Task objective → Restate each line word for word. Leave out every picture.

Point-based annotation data:

+++

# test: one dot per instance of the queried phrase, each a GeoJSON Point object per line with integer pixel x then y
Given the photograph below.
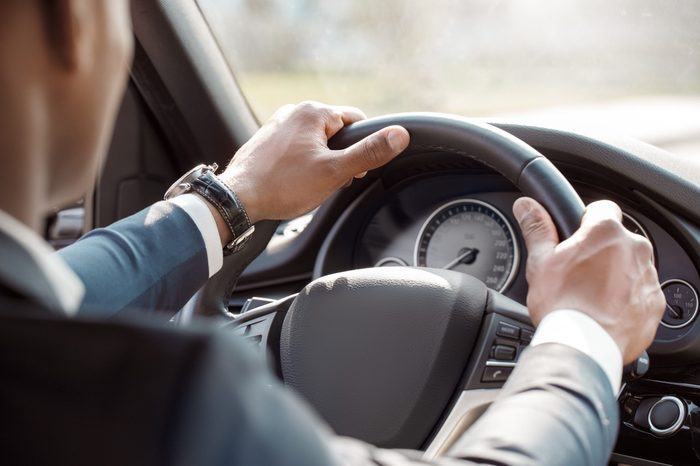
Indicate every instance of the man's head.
{"type": "Point", "coordinates": [63, 69]}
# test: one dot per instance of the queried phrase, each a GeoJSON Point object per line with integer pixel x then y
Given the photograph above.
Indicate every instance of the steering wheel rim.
{"type": "Point", "coordinates": [309, 332]}
{"type": "Point", "coordinates": [521, 164]}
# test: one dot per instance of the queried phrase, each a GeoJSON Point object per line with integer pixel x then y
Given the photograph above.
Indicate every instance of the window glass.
{"type": "Point", "coordinates": [628, 66]}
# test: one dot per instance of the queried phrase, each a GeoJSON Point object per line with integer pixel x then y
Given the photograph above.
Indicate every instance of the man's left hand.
{"type": "Point", "coordinates": [286, 169]}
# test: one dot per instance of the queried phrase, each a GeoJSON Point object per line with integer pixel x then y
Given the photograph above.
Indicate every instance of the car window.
{"type": "Point", "coordinates": [630, 66]}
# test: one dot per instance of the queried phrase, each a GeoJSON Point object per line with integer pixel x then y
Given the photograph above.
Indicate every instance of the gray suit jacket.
{"type": "Point", "coordinates": [114, 392]}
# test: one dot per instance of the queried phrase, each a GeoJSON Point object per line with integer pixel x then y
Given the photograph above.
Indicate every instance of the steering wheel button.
{"type": "Point", "coordinates": [508, 331]}
{"type": "Point", "coordinates": [496, 374]}
{"type": "Point", "coordinates": [503, 352]}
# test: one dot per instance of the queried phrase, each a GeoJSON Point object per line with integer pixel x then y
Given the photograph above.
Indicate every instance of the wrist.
{"type": "Point", "coordinates": [224, 231]}
{"type": "Point", "coordinates": [245, 195]}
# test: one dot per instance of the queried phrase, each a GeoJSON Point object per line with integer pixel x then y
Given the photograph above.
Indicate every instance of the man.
{"type": "Point", "coordinates": [76, 391]}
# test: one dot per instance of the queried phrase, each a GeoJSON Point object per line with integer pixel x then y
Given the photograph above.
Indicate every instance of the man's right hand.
{"type": "Point", "coordinates": [602, 270]}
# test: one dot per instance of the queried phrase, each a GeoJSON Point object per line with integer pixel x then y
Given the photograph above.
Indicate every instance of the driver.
{"type": "Point", "coordinates": [78, 390]}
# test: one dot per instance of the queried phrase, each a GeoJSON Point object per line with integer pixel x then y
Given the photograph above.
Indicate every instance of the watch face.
{"type": "Point", "coordinates": [179, 187]}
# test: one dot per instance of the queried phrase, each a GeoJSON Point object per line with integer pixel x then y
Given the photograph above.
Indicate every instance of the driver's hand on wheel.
{"type": "Point", "coordinates": [286, 169]}
{"type": "Point", "coordinates": [602, 270]}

+++

Task result →
# test: one dot per instance of the queried phrase, each a GeoJSON Point object per line with integer pixel x then y
Given the photograph below.
Indicate every instance of the man's head.
{"type": "Point", "coordinates": [63, 69]}
# test: one dot per instance of the queried phrase, each a GeoJSON Point object per line with integer pixel x then y
Given the photograph above.
Indicate every instance of the steering wheel rim.
{"type": "Point", "coordinates": [309, 332]}
{"type": "Point", "coordinates": [521, 164]}
# test: one dot per instance of the queried phrase, each a GeoJSON Point object per line with integer pixel x then y
Given the photograph above.
Indicate every instance of the window glass.
{"type": "Point", "coordinates": [628, 66]}
# test: one dot per instance of the queried phrase, each a GeoJSON Point object per line with integer pixel x then y
Given the photograph above.
Indicate every instance of the man's left hand.
{"type": "Point", "coordinates": [286, 169]}
# test: one dot per instance of the queried phrase, each a GeoJSON Point object per line with integer pixel x then y
Given the photograph above.
Indicate every instance of the car window.
{"type": "Point", "coordinates": [630, 66]}
# test: one dot per instance of the queried phrase, each a GeoJSON Point object per line with integer pixel x then y
Given the photograph above.
Indicate every instance of the gray suit jacket.
{"type": "Point", "coordinates": [114, 392]}
# test: one dot per instance of the queried phrase, each a GeoJSON Point object per line with integer pixel x then y
Given the photograph above.
Indicate every instance of the steering wheel button.
{"type": "Point", "coordinates": [508, 331]}
{"type": "Point", "coordinates": [496, 374]}
{"type": "Point", "coordinates": [503, 352]}
# test: one dot per instance of the queried phrase, each a GeoJSON Point object per line with integer pixel x then y
Given the photograph above.
Indicate every instance of the wrist.
{"type": "Point", "coordinates": [224, 231]}
{"type": "Point", "coordinates": [245, 195]}
# test: one dot per instance of the queried phrase, each a GeoJSON Point object per line with integer pixel x then y
Given the photograph above.
Indicate every instance of the man.
{"type": "Point", "coordinates": [76, 391]}
# test: one dot per instance of the queried phrase, each a GeoJSON Point object per line with integer pixel x then y
Given the photograph above.
Indicate every instance of the man's right hand.
{"type": "Point", "coordinates": [602, 270]}
# test: one dot per instance of the queried phrase, each a GeoJSON Point object per line with integer pixel x then y
Given the photograph above.
Indicate every instance of the driver.
{"type": "Point", "coordinates": [78, 390]}
# test: one dot per instance of the queried phrase, each a GeoJSON Point object per line with integer pixel x then y
Given the photograph above.
Indicate every instance of the watch face.
{"type": "Point", "coordinates": [179, 187]}
# test: one dot per instance of the queried phrase, each a GeoJSON Point object per line with integer pixel x then y
Given the photograph above.
Indicate every instance of the driver's hand on wheel.
{"type": "Point", "coordinates": [286, 169]}
{"type": "Point", "coordinates": [602, 270]}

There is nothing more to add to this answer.